Data drawn from a collection
──────────────────────────────

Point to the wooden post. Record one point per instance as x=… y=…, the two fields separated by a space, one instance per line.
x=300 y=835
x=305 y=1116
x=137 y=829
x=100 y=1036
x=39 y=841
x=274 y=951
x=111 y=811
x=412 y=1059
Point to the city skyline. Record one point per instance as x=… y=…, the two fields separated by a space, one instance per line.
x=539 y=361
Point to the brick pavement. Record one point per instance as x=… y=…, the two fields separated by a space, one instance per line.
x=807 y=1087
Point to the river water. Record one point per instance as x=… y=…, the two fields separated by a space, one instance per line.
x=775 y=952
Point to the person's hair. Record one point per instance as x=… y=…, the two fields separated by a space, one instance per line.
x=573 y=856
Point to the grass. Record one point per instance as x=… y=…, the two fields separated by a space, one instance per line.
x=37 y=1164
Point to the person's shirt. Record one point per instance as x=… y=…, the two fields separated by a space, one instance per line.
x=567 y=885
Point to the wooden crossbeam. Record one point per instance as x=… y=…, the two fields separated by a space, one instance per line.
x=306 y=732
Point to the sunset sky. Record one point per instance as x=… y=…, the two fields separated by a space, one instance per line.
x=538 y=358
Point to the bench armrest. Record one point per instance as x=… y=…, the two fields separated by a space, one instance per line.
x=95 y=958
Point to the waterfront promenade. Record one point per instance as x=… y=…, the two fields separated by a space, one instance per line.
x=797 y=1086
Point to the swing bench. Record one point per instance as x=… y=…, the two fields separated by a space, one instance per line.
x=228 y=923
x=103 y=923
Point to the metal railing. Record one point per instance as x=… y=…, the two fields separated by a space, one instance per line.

──────────────────────────────

- _Goal_
Please rewrite the part of the data that opens with the line containing "Point to the grass." (that line included) and runs through the end of the data, keeping the requests, and increase every x and y coordinate in the answers by 20.

- _Expected answer_
Point to the grass. Record one point per instance as x=… y=…, the two fields separated by a space, one instance per line.
x=57 y=1184
Point to the person's shirt. Record one point per instance as x=… y=…, the two fields separated by a space, one instance per line.
x=587 y=905
Point to the wooden crossbeam. Record one point per instance as x=… y=…, the two fields separated by a space, one instance per line.
x=326 y=752
Point to the sunset sky. Record one point per instance as x=… y=…, the two fields separated by a space, one instance per line.
x=558 y=378
Point to the bench armrest. Record one point per instance as x=… y=…, the two fields separated by a space, one instance per line.
x=115 y=978
Point to the waterfront promenade. Record one point per instance as x=… y=…, the two fields separated by a space, one instance per line.
x=817 y=1106
Point to the swing bench. Record one point per instance as x=… y=…, the two fields separated by a space, one instance per line.
x=248 y=943
x=123 y=943
Point to the metal railing. Record one point per instance as x=… y=…, the two fields separated by a space, one instance per line.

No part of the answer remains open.